*** Opening Passage provided ***
The 2013 Primary Care Summit recommendations address challenges in educating our existing medical students by advocating tax credits for primary care community-based faculty members who host 3rd- and 4th-year Georgia medical students, physician assistant students, and nurse practitioner students in their practices for required training.

It is imperative that the training of these students be secured in communities across the state, as these three disciplines form the core primary care workforce. Estimates show such a tax credit would cause a minuscule loss  of revenue to the state, but would have a major impact on the primary care workforce available to our rural citizens. Additionally, funding for student housing and travel must be increased to reflect the significant growth in our medical school enrollments.

We also must significantly increase the total number of Georgia Graduate Medical Education slots in primary care disciplines. We, therefore, strongly support the Board of Regents request for $3.2 million in new funds for the creation of new residency slots in Georgia, with a goal of funding an eventual 400 new residency slots in the state. These slots must be supported financially, and recruitment for all residency programs in the state needs to be heightened, if we are to retain Georgia medical school graduates.
*** Closing Passage provided ***
*** Opening Record extracts ***
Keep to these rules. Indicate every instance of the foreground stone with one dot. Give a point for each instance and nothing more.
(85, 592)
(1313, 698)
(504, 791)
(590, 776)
*** Closing Record extracts ***
• [Work instruction 1] Reproduce the part of the primary care summit passage starting at "It is imperative" and ending at "medical school enrollments.".
• [Work instruction 2] Write the next part of the primary care summit passage, picking up after its final sentence.

• [Answer space 1]
It is imperative that the training of these students be secured in communities across the state, as these three disciplines form the core primary care workforce. Estimates show such a tax credit would cause a minuscule loss  of revenue to the state, but would have a major impact on the primary care workforce available to our rural citizens. Additionally, funding for student housing and travel must be increased to reflect the significant growth in our medical school enrollments.

• [Answer space 2]
We must also increase both the number and total monetary amount of loan forgiveness awards available through the Georgia Board for Physician Workforce. This board has submitted budget requests to the governor to allow for such increases in these critical awards. Loan forgiveness is offered to those who complete Georgia residency programs and are willing to work in smaller communities in Georgia. The funds go toward covering their educational loan debts on a year-by-year basis.
This is a vital recruitment and retention tool to keep physicians in the state.

While the recommendations from the Primary Care Summit focus largely on state-level solutions, there is recognition that Georgia’s U.S. congressional delegation needs to push for action at the federal level.

The national cap on residency slots must be expanded and adjusted to allow states with significant population growth the ability to open new slots. Payment differentials between primary care disciplines and specialty practices must be addressed to incentivize medical students to choose primary care. And the medical education debt (estimated to be $200,000 per student by 2015) must be addressed.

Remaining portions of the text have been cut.